When Dave Krelic started receiving letters at his St. Paul home saying his family's personal medical information may have been disclosed online, he started calling around town to find out who had lost control of his data.
But none of his family's doctors or insurers would acknowledge ever working with Inmediata Corp., the Puerto Rican data-handling company that sent him the vague letters. Krelic was mystified as to how a firm he had never heard of had obtained his data in the first place.
More than 1.3 million Americans have received the same letters, Inmediata CEO Mark Rieger disclosed in an e-mail to the Star Tribune on Friday. They include Minnesotans who received Inmediata's data-security warning in late April warning that their names, dates of birth, doctors' names, medical-diagnosis codes, treatment information and, in some cases, Social Security numbers were exposed online. Beth Rozga of St. Paul said her efforts to investigate the letter she received about her family's data have been futile.
"It's unsettling," Rozga said. "We're all scrutinizing Facebook and what they're doing with our data … and yet when someone's got my medical information, it's impossible to figure out who they are, why they have it."

Collected data entry lines
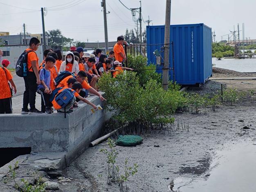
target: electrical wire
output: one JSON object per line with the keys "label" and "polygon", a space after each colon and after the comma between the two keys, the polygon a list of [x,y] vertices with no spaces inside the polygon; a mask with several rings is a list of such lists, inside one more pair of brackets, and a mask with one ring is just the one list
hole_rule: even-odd
{"label": "electrical wire", "polygon": [[52,7],[61,7],[61,6],[63,6],[63,5],[66,5],[66,4],[70,4],[70,3],[73,3],[73,2],[75,2],[75,1],[76,1],[76,0],[74,0],[74,1],[72,1],[71,2],[67,2],[67,3],[64,3],[64,4],[59,4],[59,5],[55,5],[55,6],[49,7],[48,7],[48,8],[52,8]]}
{"label": "electrical wire", "polygon": [[125,23],[126,23],[126,24],[127,24],[128,25],[130,25],[129,24],[128,24],[127,22],[126,22],[126,21],[124,21],[123,19],[122,19],[121,17],[120,17],[120,16],[119,16],[119,15],[118,15],[118,14],[117,14],[115,11],[114,10],[114,9],[113,9],[112,8],[112,7],[111,7],[111,6],[110,6],[110,5],[108,4],[108,2],[107,2],[107,4],[108,4],[108,5],[109,6],[109,7],[110,8],[110,9],[112,9],[112,11],[113,11],[113,12],[114,12],[114,13],[122,21],[124,22]]}
{"label": "electrical wire", "polygon": [[0,2],[0,4],[4,4],[4,5],[7,5],[7,6],[12,7],[15,7],[16,8],[21,9],[26,9],[26,10],[30,10],[30,11],[32,11],[32,11],[38,11],[38,10],[36,10],[36,9],[30,9],[24,8],[23,7],[19,7],[14,6],[13,5],[11,5],[10,4],[6,4],[5,3]]}
{"label": "electrical wire", "polygon": [[75,2],[72,4],[70,4],[68,5],[64,6],[62,7],[59,7],[59,8],[57,8],[56,9],[49,9],[48,10],[49,11],[60,11],[60,10],[65,9],[68,9],[70,7],[73,7],[75,6],[76,5],[77,5],[83,2],[85,2],[85,0],[79,0],[79,1]]}

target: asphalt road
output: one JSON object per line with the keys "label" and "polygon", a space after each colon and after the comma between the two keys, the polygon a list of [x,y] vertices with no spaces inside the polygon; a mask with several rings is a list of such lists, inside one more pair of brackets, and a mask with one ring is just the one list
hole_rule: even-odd
{"label": "asphalt road", "polygon": [[12,73],[12,74],[13,77],[13,82],[17,89],[17,93],[16,94],[13,94],[13,97],[14,97],[23,94],[24,91],[25,91],[25,84],[22,77],[19,77],[15,73]]}

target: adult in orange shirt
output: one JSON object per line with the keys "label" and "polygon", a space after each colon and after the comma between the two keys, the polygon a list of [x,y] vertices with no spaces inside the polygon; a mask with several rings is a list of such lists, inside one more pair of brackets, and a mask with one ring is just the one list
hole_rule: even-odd
{"label": "adult in orange shirt", "polygon": [[59,49],[55,49],[54,50],[54,53],[57,54],[58,56],[58,59],[56,60],[56,66],[58,68],[58,72],[60,70],[60,68],[61,67],[61,65],[62,63],[62,58],[63,58],[63,56],[62,56],[61,51]]}
{"label": "adult in orange shirt", "polygon": [[[89,91],[90,93],[97,96],[99,97],[99,98],[101,100],[106,100],[106,99],[101,96],[99,93],[97,91],[92,87],[85,80],[86,78],[86,74],[83,71],[80,71],[77,74],[77,75],[76,76],[76,78],[77,80],[77,81],[79,82],[82,86],[83,86],[83,89],[85,89]],[[71,78],[73,77],[73,76],[70,75],[64,78],[62,81],[61,81],[59,83],[58,85],[57,86],[57,87],[64,87],[65,86],[67,85],[67,81]],[[82,97],[85,96],[86,94],[85,90],[82,90],[79,94]]]}
{"label": "adult in orange shirt", "polygon": [[11,74],[6,68],[9,64],[8,60],[4,59],[2,62],[3,67],[0,67],[0,114],[2,114],[12,113],[12,93],[8,81],[11,83],[14,93],[17,92]]}
{"label": "adult in orange shirt", "polygon": [[[23,77],[25,82],[25,91],[23,94],[23,108],[22,114],[36,114],[41,112],[36,109],[36,93],[37,86],[40,83],[38,73],[38,58],[36,53],[39,46],[40,41],[35,37],[32,37],[29,41],[29,47],[26,51],[32,50],[27,54],[27,76]],[[28,106],[29,104],[30,109]]]}
{"label": "adult in orange shirt", "polygon": [[118,61],[115,61],[114,62],[114,69],[115,70],[113,72],[113,77],[115,78],[117,75],[121,74],[124,71],[124,70],[129,70],[133,71],[133,69],[121,67],[122,63]]}
{"label": "adult in orange shirt", "polygon": [[117,37],[117,42],[113,48],[115,60],[121,63],[125,61],[126,60],[126,56],[124,49],[124,43],[127,43],[124,40],[124,38],[123,36],[119,36]]}

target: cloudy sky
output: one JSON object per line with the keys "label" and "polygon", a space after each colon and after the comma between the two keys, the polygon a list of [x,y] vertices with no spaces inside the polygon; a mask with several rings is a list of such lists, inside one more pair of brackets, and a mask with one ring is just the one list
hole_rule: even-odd
{"label": "cloudy sky", "polygon": [[[128,8],[139,7],[138,0],[121,0]],[[60,29],[67,37],[81,41],[104,41],[103,13],[101,0],[0,0],[0,31],[16,34],[22,30],[41,33],[40,7],[47,8],[45,17],[46,30]],[[115,41],[126,28],[136,27],[131,13],[119,0],[106,0],[108,39]],[[164,24],[165,0],[141,0],[144,20],[152,20],[150,25]],[[215,31],[216,39],[237,30],[237,24],[245,23],[245,36],[256,39],[256,25],[253,13],[256,1],[252,0],[174,0],[172,1],[171,24],[204,23]],[[138,14],[136,17],[138,17]],[[143,28],[146,25],[143,23]],[[241,35],[240,37],[242,37]],[[223,36],[227,39],[227,36]]]}

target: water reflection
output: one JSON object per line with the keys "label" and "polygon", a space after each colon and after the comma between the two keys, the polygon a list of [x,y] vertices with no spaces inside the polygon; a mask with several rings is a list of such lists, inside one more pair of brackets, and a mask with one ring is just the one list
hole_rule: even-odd
{"label": "water reflection", "polygon": [[[201,164],[205,165],[205,168],[182,169],[185,170],[184,172],[187,174],[174,179],[172,185],[170,183],[169,191],[254,192],[256,191],[255,159],[256,145],[253,143],[244,141],[238,144],[229,144],[225,150],[216,152],[209,165],[204,161]],[[200,173],[201,174],[198,174]]]}

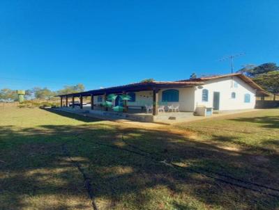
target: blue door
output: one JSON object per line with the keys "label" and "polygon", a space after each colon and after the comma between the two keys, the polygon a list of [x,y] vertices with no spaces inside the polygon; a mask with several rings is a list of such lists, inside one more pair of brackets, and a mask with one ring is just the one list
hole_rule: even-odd
{"label": "blue door", "polygon": [[123,100],[119,95],[117,95],[116,98],[115,99],[115,106],[123,106]]}

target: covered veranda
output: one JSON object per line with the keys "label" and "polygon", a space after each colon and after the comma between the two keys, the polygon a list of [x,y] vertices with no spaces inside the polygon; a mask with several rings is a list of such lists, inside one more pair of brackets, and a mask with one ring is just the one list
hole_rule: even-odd
{"label": "covered veranda", "polygon": [[[159,113],[159,97],[158,92],[162,89],[173,89],[173,88],[190,88],[195,86],[202,85],[203,82],[193,82],[193,81],[181,81],[181,82],[144,82],[144,83],[133,83],[126,86],[116,86],[108,88],[93,90],[89,91],[70,93],[67,95],[57,95],[60,97],[61,108],[66,108],[66,109],[70,111],[70,109],[76,110],[77,111],[88,111],[91,113],[101,114],[103,115],[107,116],[114,116],[117,115],[119,117],[127,118],[128,115],[136,116],[135,120],[138,119],[140,116],[142,115],[149,115],[149,116],[156,116]],[[104,106],[103,103],[96,103],[94,102],[94,97],[102,96],[104,99],[103,102],[105,102],[109,100],[110,95],[126,95],[130,92],[135,92],[140,91],[149,91],[151,92],[151,105],[152,108],[151,112],[146,113],[145,109],[145,106],[142,104],[140,108],[133,108],[135,106],[128,106],[127,104],[127,101],[123,101],[123,110],[116,111],[114,110],[112,104],[112,106]],[[90,98],[90,102],[88,105],[84,104],[84,97]],[[77,98],[79,101],[79,106],[75,104],[75,99]],[[71,104],[70,107],[69,107],[70,103]],[[78,111],[78,109],[80,111]],[[164,115],[167,116],[171,114],[166,112]],[[172,115],[177,115],[176,113],[172,113]],[[181,115],[182,114],[181,114]],[[161,114],[159,115],[162,115]],[[151,120],[148,120],[151,121]]]}

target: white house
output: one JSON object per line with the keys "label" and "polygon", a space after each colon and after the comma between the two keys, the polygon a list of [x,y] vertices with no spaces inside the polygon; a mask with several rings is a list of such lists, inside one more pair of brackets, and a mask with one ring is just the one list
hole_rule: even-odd
{"label": "white house", "polygon": [[[141,82],[59,97],[61,106],[63,98],[68,106],[68,97],[74,102],[75,97],[78,97],[80,108],[82,108],[82,97],[90,96],[91,110],[101,108],[104,111],[112,111],[103,106],[111,94],[117,95],[110,101],[112,107],[125,107],[126,113],[135,109],[144,113],[146,106],[151,106],[153,115],[158,114],[159,108],[167,111],[171,105],[179,105],[180,112],[195,112],[201,106],[219,111],[254,108],[256,96],[268,95],[250,78],[236,73],[177,81]],[[123,94],[130,95],[130,100],[122,101],[121,95]]]}

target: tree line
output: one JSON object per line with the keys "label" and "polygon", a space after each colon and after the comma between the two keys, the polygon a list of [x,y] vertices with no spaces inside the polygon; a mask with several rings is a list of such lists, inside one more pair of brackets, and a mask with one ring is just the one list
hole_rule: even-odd
{"label": "tree line", "polygon": [[[75,86],[65,86],[62,89],[52,91],[47,88],[35,87],[32,89],[26,90],[24,97],[26,99],[43,99],[50,100],[54,95],[78,92],[84,90],[84,86],[82,83]],[[0,90],[0,101],[15,102],[18,99],[17,90],[9,88]]]}

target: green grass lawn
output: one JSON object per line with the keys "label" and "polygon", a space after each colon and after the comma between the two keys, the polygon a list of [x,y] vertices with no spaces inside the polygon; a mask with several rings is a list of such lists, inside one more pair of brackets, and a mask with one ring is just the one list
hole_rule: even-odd
{"label": "green grass lawn", "polygon": [[0,209],[92,209],[80,170],[99,209],[279,208],[279,191],[235,179],[279,189],[279,109],[158,128],[39,108],[0,116]]}

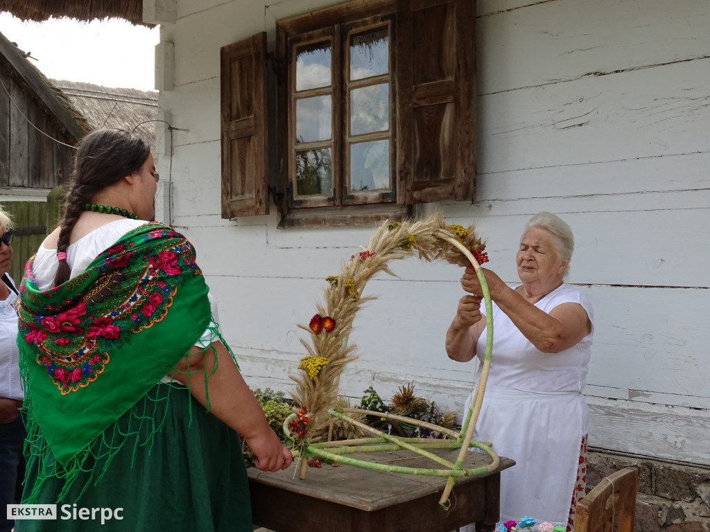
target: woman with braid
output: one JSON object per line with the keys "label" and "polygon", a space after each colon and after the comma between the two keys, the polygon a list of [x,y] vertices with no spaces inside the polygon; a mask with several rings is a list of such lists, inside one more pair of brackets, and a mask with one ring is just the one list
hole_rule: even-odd
{"label": "woman with braid", "polygon": [[219,334],[192,245],[147,221],[157,181],[140,138],[89,134],[64,218],[28,262],[23,501],[58,516],[18,532],[95,531],[106,514],[77,510],[97,508],[114,511],[110,530],[251,532],[239,435],[260,470],[291,462]]}

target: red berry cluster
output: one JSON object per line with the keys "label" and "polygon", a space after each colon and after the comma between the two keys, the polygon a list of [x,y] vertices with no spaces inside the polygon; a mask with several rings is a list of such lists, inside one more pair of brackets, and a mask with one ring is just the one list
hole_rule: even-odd
{"label": "red berry cluster", "polygon": [[315,314],[311,318],[308,327],[316,334],[320,334],[323,331],[329,333],[335,328],[335,320],[329,316],[324,317],[320,314]]}
{"label": "red berry cluster", "polygon": [[[368,251],[367,250],[365,250],[364,251],[361,251],[359,253],[358,253],[358,255],[359,255],[360,257],[360,260],[364,262],[366,259],[368,259],[370,258],[370,257],[374,257],[375,252]],[[350,262],[352,262],[354,259],[355,259],[354,255],[350,256]]]}
{"label": "red berry cluster", "polygon": [[303,438],[306,435],[308,429],[308,416],[306,414],[306,406],[302,405],[296,412],[295,419],[293,419],[288,423],[288,435],[293,438],[295,435],[297,438]]}
{"label": "red berry cluster", "polygon": [[474,255],[474,258],[476,259],[476,261],[479,263],[479,266],[481,264],[485,264],[488,262],[488,253],[485,251],[474,251],[471,255]]}

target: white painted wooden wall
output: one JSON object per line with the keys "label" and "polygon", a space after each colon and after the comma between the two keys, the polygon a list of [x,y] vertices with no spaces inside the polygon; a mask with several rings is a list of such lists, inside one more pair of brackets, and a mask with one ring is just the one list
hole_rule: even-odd
{"label": "white painted wooden wall", "polygon": [[[277,229],[275,209],[220,219],[219,48],[264,30],[273,43],[277,19],[333,3],[178,0],[160,30],[158,70],[171,79],[157,83],[174,83],[160,106],[187,130],[173,133],[163,219],[171,197],[253,387],[288,392],[305,354],[297,323],[372,228]],[[477,11],[477,201],[424,210],[474,221],[510,282],[525,221],[541,210],[568,221],[568,280],[596,314],[590,444],[710,465],[710,4],[479,0]],[[165,50],[174,65],[160,65]],[[161,184],[170,165],[160,157]],[[367,286],[381,299],[356,321],[361,356],[342,390],[359,397],[371,384],[388,397],[413,382],[459,410],[474,367],[449,361],[444,337],[461,272],[393,267],[399,279]]]}

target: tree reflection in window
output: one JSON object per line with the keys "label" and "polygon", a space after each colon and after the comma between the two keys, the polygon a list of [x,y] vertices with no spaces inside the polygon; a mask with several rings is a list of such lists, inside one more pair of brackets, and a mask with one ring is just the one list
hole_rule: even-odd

> [Activity 1] According to the article about the Inmediata data letters, how many Americans have received the letters?
> [Activity 2] Write a continuation of the article about the Inmediata data letters, starting after its last sentence.
None of the lines have any bearing on this.

> [Written answer 1] More than 1.3 million Americans.

> [Written answer 2]
Attorney General Keith Ellison's office told the Star Tribune his office is investigating the issue and wants to hear from the public. "I encourage everyone who has heard from Inmediata about this to contact my office. The more we hear from consumers, the more it will help us in getting to the bottom of it," Ellison said in an e-mail. The phone numbers are 651-296-3353 (Twin Cities) or 1-800-657-3787.
Meanwhile, the attorney general in Michigan is separately investigating why the company apparently sent some of its data-security warnings to the wrong addresses in that state.
"We regret any concern and inconvenience this may have caused those who received a notification letter from us," Inmediata's Rieger said via e-mail Friday. "Our priority was to provide notice to those who were affected by this issue as quickly as possible."
The letter to patients said there's no evidence that the personal information exposed online was copied or saved after it was disclosed, and there's no sign the data were misused. It blamed the exposure on a misconfigured setting on an internal Inmediata website that it said allowed search engines in January to see and index pages that contained "member patients' " electronic health data. Inmediata said it deactivated the website and hired a computer forensics firm once the incident was discovered.